# YOUR ASSIGNMENT
Give back all the data exactly, line by line.

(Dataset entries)
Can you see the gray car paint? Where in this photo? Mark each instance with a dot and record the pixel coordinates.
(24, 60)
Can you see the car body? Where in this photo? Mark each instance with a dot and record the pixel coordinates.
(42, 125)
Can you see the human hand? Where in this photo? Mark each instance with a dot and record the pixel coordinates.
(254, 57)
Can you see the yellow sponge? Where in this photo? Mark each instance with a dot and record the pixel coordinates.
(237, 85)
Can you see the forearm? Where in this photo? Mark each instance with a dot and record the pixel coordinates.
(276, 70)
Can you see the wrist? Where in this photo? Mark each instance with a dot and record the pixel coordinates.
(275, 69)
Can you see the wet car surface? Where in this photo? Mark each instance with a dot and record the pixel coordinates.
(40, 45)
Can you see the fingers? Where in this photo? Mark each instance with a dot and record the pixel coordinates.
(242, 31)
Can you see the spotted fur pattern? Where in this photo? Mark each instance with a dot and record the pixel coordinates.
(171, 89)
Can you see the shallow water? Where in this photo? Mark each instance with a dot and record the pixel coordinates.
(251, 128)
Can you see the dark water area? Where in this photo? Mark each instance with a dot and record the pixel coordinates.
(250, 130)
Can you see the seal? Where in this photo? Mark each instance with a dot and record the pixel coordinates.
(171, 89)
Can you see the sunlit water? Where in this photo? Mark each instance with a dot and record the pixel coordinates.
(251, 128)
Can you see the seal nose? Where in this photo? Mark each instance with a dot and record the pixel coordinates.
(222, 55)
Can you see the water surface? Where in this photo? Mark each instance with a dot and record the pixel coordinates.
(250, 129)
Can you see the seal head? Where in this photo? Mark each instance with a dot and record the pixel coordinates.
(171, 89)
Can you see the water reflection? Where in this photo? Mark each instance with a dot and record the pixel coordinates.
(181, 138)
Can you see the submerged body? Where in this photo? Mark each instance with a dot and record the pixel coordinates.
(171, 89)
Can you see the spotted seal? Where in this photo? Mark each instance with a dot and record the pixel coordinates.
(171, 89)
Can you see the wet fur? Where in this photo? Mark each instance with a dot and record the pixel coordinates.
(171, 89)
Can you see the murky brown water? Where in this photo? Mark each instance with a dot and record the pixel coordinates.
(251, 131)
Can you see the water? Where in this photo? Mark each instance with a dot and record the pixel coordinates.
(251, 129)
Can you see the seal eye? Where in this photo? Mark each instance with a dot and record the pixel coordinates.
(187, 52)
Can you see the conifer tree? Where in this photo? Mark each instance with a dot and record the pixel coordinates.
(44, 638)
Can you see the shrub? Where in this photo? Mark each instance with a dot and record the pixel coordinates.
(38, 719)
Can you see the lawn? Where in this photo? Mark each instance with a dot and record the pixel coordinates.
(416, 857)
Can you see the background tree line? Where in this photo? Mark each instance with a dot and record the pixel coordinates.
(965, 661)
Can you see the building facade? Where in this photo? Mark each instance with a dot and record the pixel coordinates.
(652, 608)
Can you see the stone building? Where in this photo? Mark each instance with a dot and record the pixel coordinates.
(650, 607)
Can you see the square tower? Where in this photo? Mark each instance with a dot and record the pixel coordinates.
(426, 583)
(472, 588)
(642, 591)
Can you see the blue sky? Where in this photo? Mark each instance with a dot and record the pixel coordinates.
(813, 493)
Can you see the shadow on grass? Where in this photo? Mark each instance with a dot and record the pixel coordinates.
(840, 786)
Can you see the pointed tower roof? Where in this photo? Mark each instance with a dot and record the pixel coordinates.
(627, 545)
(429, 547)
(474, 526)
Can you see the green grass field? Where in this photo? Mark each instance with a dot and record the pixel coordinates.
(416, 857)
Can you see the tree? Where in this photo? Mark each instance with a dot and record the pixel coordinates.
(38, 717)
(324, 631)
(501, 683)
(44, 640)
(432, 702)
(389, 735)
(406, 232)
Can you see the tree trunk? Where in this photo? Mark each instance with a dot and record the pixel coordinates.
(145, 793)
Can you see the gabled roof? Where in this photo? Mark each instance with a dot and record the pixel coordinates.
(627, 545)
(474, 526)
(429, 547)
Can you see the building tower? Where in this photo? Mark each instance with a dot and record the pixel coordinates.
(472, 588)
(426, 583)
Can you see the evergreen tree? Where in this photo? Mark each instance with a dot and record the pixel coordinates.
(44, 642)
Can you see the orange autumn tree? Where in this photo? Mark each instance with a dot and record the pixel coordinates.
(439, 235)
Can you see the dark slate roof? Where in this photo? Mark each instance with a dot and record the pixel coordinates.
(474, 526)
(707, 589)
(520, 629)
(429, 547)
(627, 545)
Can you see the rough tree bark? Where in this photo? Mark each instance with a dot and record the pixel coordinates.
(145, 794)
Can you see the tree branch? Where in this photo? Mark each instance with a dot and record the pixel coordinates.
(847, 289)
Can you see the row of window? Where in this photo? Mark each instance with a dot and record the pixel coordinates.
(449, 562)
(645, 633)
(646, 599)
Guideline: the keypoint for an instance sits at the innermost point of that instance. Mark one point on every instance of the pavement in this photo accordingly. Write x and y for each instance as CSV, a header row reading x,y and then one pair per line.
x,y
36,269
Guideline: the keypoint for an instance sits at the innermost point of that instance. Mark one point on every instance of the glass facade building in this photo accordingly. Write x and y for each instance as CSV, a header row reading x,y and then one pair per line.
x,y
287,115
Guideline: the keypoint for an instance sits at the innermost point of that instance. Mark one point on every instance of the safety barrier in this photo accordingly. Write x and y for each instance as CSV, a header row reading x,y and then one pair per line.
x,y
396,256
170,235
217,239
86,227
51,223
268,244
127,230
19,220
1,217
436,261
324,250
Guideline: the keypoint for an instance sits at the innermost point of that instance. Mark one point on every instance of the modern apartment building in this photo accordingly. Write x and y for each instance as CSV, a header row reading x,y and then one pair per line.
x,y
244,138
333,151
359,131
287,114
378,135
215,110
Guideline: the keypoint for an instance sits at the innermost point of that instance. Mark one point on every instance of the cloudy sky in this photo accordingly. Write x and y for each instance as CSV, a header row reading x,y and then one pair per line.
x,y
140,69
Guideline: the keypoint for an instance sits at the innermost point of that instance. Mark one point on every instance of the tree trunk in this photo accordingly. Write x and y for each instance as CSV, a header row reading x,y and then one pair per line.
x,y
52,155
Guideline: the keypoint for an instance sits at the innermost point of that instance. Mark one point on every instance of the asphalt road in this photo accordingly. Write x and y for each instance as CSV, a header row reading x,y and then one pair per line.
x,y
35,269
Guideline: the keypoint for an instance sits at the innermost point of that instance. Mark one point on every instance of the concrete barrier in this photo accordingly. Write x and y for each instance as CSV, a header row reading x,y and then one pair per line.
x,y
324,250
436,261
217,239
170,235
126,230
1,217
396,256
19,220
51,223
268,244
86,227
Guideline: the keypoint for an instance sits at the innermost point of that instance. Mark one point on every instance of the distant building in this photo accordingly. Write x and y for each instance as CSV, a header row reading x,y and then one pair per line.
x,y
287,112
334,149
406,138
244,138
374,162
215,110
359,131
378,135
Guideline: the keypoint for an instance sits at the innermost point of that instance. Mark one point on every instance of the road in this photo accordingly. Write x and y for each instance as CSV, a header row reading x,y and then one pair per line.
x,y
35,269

# SOLVED PROBLEM
Can you see the gray car paint? Where in this photo? Mark each instance with a dot and record the pixel coordinates.
(24, 60)
Can you see the car body? Where in this photo? Mark each instance with a dot and record the pixel coordinates.
(42, 125)
Can you see the human hand? Where in this photo? Mark each instance with a dot and record the pixel coordinates.
(254, 57)
Can you see the yellow sponge? Where in this photo? Mark each instance with a dot and record the pixel coordinates.
(237, 85)
Can you see the forearm? Where in this photo? Mark each instance with a dot and record the pixel coordinates.
(276, 70)
Can you see the wrist? Where in this photo? Mark each instance with a dot and record the pixel coordinates.
(275, 69)
Can you see the wet car surface? Where in this photo? Mark each instance with a dot and record the pixel coordinates.
(40, 45)
Can you see the fingers? Where in this photo? Mark each instance with a dot and record the pixel coordinates.
(242, 31)
Can you see the spotted fur pattern? Where in this photo? Mark each instance with a dot and record the pixel coordinates.
(171, 89)
Can you see the shallow water? Where in this photo? Mark each instance with a dot and record the pixel coordinates.
(251, 128)
Can you see the dark water area? Where in this photo? Mark each instance with a dot and record the pixel coordinates.
(250, 130)
Can you see the seal? Where in this photo? Mark each instance with a dot and record the pixel coordinates.
(171, 89)
Can you see the sunlit water? Where in this photo? Mark each instance with a dot and record the pixel coordinates.
(251, 128)
Can you see the seal nose? Where in this photo? Mark each instance with a dot and record the pixel coordinates.
(222, 55)
Can you see the water surface? Where in this photo? Mark each instance with a dot and record the pixel coordinates.
(250, 129)
Can you see the seal head? Where in this photo? Mark each instance with a dot and record the pixel coordinates.
(171, 89)
Can you see the water reflection? Where in this photo? Mark each instance with a dot and record the pixel coordinates.
(181, 138)
Can you see the submerged body? Where in this photo? Mark each instance with a dot and record the pixel coordinates.
(171, 89)
Can you see the spotted seal? Where in this photo? Mark each instance with a dot and record the pixel coordinates.
(171, 89)
Can you see the wet fur? Where in this photo? Mark each instance with a dot and record the pixel coordinates.
(171, 89)
Can you see the murky brown water? Where in this photo? Mark each instance with a dot and record the pixel coordinates.
(251, 131)
Can you see the water? Where in this photo? Mark each instance with a dot and record the pixel coordinates.
(251, 129)
Can you see the seal eye? Where in this photo? Mark each instance with a dot and record the pixel coordinates.
(187, 52)
Can you see the conifer tree? Where in this photo? Mark each instance with a dot and record the pixel coordinates.
(44, 638)
Can you see the shrub? Where in this photo? Mark each instance with a dot and record the pixel coordinates.
(38, 719)
Can you see the lawn? Where in this photo? Mark each instance with a dot and record the pixel coordinates.
(416, 857)
Can you see the background tree line? Where in this photo? Mark each instance with a dot and record the pixel coordinates.
(965, 661)
Can you see the building facade? Where in this photo? Mark each instance with a dot and record the pixel coordinates.
(652, 608)
Can you see the stone building? Where in this photo? Mark each instance with a dot and record the pixel coordinates.
(650, 607)
Can you see the square tower? Where in this photo? Mark each instance with a dot and record the pixel coordinates.
(426, 583)
(472, 588)
(642, 591)
Can you see the blue sky? Where in this photo? Mark each instance with a dot and record the pixel coordinates.
(813, 493)
Can you see the shadow on grass? Where in this photo? Mark each instance with a dot and record the pixel coordinates.
(840, 786)
Can you see the pointed tower roof? Where in this photo? Mark each instance with a dot and record the pixel coordinates.
(627, 545)
(429, 547)
(474, 526)
Can you see the green grass field? Where in this photo? Mark each instance with a dot and record the pixel coordinates.
(416, 857)
Can you see the tree? Where in this photo? Mark each instance with a dot and record the pixel coordinates.
(38, 717)
(324, 631)
(501, 683)
(44, 640)
(432, 702)
(389, 735)
(406, 232)
Can you see the tree trunk? Where in this photo? Mark each instance with a dot and record the pixel coordinates.
(145, 793)
Can you see the gabled roof? Where in this photo? Mark each instance with a dot and record the pixel coordinates.
(627, 545)
(474, 526)
(429, 547)
Can you see the building tower? Where in this photo? Mark each instance with a dot and record the pixel coordinates.
(472, 588)
(426, 583)
Can you see the evergreen tree? Where in this photo? Mark each instance with a dot and record the pixel coordinates.
(44, 642)
Can you see the orange autumn tree? Where in this photo? Mark each instance with a dot and record the pixel coordinates.
(439, 235)
Can you see the dark slate roof? Where in this photo? Mark each instance with a dot and record the pixel coordinates.
(474, 526)
(707, 589)
(520, 629)
(429, 547)
(627, 545)
Can you see the rough tree bark? Where in this photo? Mark each instance with a dot and record the pixel coordinates.
(145, 794)
Can you see the tree branch? Where in this photo? Mark each instance with a dot and record the pixel coordinates.
(847, 289)
Can you see the row of window? Where in this photo? Mark each instance with a dot and record the pixel coordinates.
(449, 562)
(645, 633)
(646, 599)
Guideline: the keypoint for an instance sits at the innermost point of that instance. Mark one point on every instance of the pavement in this photo accordingly. Write x and y for each instance as CSV, a header row reading x,y and then one pair per line.
x,y
36,269
Guideline: the keypoint for an instance sits at the innermost point of that instance. Mark one point on every instance of the glass facade building in this photo accordingly. Write x and y for each instance as CSV, a header row reading x,y and then one pair per line.
x,y
287,115
Guideline: the keypoint for an instance sits at the innermost point of that instance. Mark one point on every instance of the safety barrier in this photo accordingly. Write x and y for each instance as CSV, a header row reading x,y and then one pair per line.
x,y
396,256
170,235
217,239
86,227
51,223
268,244
127,230
19,220
1,217
436,261
324,250
Guideline: the keypoint for an instance sits at the innermost point of that instance. Mark one point on every instance of the modern apartment building in this photo accordingly. Write x and y for each instance as CSV, a header row reading x,y and then one pair per line.
x,y
244,138
333,151
359,131
287,114
378,135
215,110
Guideline: the keypoint for an instance sits at the innermost point of that instance. Mark one point on every instance of the cloudy sky in this photo accordingly. Write x and y for each instance as CSV, a header row reading x,y and then one pair per line.
x,y
140,69
Guideline: the keypoint for an instance sits at the innermost point of that instance. Mark one point on every instance of the tree trunk in this photo accordingly. Write x and y for each instance as CSV, a header row reading x,y and then one pair per line.
x,y
52,155
Guideline: the keypoint for an instance sits at the innermost point of that instance. Mark one point on every instance of the asphalt road in this photo accordingly. Write x and y for each instance as CSV, a header row reading x,y and then one pair per line.
x,y
35,269
Guideline: the keypoint for an instance sits at the innermost point of that instance. Mark one point on every instance of the concrete barrier in this photo accordingly. Write x and y for each instance as CSV, a header row reading x,y and then one pair per line.
x,y
324,250
436,261
217,239
170,235
126,230
1,217
396,256
19,220
51,223
268,244
86,227
Guideline: the keypoint for an instance sits at the innermost point of that instance. Mark one point on every instance of the distant building in this photo accordingly. Write x and y for each instance as CSV, a header row reading x,y and then one pair per line.
x,y
287,112
334,149
406,138
244,138
374,162
215,110
359,131
378,135
Guideline: the keypoint for an instance sits at the innermost point of that instance. Mark one point on every instance of the road in this photo accordingly. Write x and y for each instance as CSV, a header row reading x,y and then one pair per line.
x,y
35,269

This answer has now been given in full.